REQUIRED TASKS:
1. From the article on information exchange between competitors below, reproduce the passage that begins at the words "Information Exchange Between" and stops after the words "of competitive markets.".
2. Answer these questions using the article on information exchange between competitors below:
(a) How long does the article say it takes to read?
(b) What does the article call information in today's economy?
(c) Which two groups widely accept that information exchanges may have positive effects on competition?
3. List every sentence in the article on information exchange between competitors below that contains the word "therefore".

EXCERPTED PASSAGE:
--------------------
Information Exchange Between Competitors — A Competition Law Perspective

7 min read

There is no doubt that "information" is a valuable asset in today's economy and companies must be "well informed" in order to remain competitive. The exchange of information between companies is therefore a commercial reality and a common feature of competitive markets.

It is also widely accepted by both economists and competition law practitioners that information exchanges may have positive effects on competition through the generation of certain gains in efficiency, with a direct benefit to consumers. On the other hand, sharing too much information may lead to restrictive effects on competition and therefore create exposure to the risk of significant penalties through breaches of competition law. It is therefore essential for companies to understand the fine line between pro-competitive and anticompetitive exchanges of information.

This article aims to provide a brief overview of information exchange from a competition law perspective and guidance for companies in managing competition law related risks arising from external communications.
--------------------
DATA LINES:
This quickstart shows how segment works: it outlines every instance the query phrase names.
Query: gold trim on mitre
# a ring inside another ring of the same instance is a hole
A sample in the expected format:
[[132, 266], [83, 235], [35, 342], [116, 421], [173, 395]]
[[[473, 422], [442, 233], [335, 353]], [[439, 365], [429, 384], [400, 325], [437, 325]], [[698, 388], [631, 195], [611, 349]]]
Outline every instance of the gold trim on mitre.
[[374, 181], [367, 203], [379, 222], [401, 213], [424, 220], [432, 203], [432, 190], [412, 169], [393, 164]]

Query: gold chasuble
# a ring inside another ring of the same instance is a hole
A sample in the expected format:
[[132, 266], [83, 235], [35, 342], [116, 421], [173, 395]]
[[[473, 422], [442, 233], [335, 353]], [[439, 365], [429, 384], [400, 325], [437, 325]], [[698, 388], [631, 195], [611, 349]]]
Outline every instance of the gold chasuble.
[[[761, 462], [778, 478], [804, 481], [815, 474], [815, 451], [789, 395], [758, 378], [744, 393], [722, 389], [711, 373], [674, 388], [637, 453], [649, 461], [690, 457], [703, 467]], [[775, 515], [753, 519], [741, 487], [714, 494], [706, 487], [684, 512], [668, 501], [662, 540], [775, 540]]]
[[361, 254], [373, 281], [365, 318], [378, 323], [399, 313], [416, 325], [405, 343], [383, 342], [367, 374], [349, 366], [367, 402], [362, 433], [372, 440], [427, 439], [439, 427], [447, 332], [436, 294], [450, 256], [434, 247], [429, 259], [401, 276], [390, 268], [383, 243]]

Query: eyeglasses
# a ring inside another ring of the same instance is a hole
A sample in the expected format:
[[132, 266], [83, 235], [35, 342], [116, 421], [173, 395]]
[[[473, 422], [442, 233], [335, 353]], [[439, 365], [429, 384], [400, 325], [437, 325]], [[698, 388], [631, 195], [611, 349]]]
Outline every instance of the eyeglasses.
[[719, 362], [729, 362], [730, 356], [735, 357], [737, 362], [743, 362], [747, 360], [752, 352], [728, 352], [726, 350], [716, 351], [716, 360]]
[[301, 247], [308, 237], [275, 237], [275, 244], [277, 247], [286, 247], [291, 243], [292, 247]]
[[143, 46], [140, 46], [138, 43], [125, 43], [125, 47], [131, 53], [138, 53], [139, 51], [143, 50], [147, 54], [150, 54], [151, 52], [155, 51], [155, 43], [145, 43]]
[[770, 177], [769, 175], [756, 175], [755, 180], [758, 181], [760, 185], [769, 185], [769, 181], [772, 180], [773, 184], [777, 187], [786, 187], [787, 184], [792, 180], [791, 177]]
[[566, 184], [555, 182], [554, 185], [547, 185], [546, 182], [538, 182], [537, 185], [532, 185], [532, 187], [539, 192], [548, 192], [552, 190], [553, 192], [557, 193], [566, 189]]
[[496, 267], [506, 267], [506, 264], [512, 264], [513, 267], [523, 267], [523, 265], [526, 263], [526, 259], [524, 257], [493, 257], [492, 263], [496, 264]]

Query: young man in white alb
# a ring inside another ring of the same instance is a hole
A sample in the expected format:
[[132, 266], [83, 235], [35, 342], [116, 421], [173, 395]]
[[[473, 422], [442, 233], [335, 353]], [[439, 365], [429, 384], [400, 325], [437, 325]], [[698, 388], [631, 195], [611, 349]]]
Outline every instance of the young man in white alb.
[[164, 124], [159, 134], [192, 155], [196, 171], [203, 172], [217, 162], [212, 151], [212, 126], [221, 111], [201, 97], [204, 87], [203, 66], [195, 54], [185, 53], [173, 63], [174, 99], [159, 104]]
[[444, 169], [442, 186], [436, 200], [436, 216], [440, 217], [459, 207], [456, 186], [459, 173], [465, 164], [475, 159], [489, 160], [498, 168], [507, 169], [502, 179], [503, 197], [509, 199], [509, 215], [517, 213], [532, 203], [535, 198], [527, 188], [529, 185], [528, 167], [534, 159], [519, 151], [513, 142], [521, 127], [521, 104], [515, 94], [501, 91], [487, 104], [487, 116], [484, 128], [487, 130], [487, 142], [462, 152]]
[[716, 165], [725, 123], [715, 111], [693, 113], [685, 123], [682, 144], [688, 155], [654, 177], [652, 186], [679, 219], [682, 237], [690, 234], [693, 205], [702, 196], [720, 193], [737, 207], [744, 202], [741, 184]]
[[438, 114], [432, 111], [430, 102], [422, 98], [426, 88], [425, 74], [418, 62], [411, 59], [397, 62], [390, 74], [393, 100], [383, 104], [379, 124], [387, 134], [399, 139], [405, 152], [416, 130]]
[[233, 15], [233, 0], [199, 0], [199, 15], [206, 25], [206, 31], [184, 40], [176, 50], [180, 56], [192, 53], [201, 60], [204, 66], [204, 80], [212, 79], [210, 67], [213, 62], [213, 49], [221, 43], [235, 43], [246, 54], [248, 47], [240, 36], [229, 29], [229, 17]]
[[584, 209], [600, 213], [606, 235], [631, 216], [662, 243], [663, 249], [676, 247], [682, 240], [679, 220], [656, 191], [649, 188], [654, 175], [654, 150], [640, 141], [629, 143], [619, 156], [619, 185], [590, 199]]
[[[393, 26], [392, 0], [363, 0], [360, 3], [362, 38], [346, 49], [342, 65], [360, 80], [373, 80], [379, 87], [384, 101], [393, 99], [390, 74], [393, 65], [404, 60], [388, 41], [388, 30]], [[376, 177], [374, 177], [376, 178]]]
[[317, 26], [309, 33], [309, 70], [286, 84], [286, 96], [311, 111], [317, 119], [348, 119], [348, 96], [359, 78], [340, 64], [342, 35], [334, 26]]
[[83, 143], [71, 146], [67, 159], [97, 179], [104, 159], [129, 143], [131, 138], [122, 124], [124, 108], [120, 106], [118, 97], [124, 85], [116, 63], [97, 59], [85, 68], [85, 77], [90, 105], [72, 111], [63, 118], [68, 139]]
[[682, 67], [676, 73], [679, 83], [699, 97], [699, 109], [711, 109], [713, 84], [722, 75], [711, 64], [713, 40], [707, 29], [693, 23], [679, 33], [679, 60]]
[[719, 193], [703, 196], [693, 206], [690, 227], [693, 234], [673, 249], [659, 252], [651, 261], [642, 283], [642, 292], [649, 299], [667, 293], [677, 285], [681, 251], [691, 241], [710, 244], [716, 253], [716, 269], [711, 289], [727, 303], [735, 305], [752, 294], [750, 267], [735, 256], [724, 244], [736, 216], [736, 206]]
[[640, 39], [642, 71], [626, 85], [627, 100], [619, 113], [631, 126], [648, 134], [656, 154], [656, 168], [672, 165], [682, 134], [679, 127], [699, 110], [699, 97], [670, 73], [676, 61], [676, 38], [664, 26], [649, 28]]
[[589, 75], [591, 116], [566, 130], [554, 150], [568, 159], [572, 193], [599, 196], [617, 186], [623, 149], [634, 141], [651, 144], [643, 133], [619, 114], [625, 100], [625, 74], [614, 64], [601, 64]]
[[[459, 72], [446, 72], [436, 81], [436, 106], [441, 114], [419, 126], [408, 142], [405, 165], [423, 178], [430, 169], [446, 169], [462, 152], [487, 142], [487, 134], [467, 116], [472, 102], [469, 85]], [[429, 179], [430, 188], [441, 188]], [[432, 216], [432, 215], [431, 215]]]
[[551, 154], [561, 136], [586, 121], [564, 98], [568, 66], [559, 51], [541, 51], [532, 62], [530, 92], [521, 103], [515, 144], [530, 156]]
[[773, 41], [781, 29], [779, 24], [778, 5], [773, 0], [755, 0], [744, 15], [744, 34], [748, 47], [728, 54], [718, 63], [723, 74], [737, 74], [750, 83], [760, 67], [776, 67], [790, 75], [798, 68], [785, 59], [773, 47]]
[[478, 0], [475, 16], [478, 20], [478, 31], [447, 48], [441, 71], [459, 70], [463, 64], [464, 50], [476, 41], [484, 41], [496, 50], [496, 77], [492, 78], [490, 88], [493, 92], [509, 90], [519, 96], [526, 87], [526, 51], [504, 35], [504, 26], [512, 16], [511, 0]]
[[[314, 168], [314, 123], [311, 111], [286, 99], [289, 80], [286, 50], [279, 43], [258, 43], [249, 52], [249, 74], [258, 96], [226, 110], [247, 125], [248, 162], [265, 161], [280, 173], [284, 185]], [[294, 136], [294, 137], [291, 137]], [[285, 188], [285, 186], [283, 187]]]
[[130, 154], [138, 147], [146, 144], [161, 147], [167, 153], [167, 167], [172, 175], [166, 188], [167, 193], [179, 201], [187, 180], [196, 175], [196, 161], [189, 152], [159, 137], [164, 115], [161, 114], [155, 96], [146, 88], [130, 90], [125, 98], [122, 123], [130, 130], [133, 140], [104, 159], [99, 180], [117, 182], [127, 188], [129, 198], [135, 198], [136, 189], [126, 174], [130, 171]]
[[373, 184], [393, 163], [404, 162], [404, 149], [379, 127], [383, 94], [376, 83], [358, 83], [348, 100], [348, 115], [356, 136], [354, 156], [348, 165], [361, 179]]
--------------------
RESPONSES IN ORDER:
1.
Information Exchange Between Competitors — A Competition Law Perspective

7 min read

There is no doubt that "information" is a valuable asset in today's economy and companies must be "well informed" in order to remain competitive. The exchange of information between companies is therefore a commercial reality and a common feature of competitive markets.

2.
(a) 7 minutes.
(b) A valuable asset.
(c) Economists and competition law practitioners.

3.
1. The exchange of information between companies is therefore a commercial reality and a common feature of competitive markets.
2. On the other hand, sharing too much information may lead to restrictive effects on competition and therefore create exposure to the risk of significant penalties through breaches of competition law.
3. It is therefore essential for companies to understand the fine line between pro-competitive and anticompetitive exchanges of information.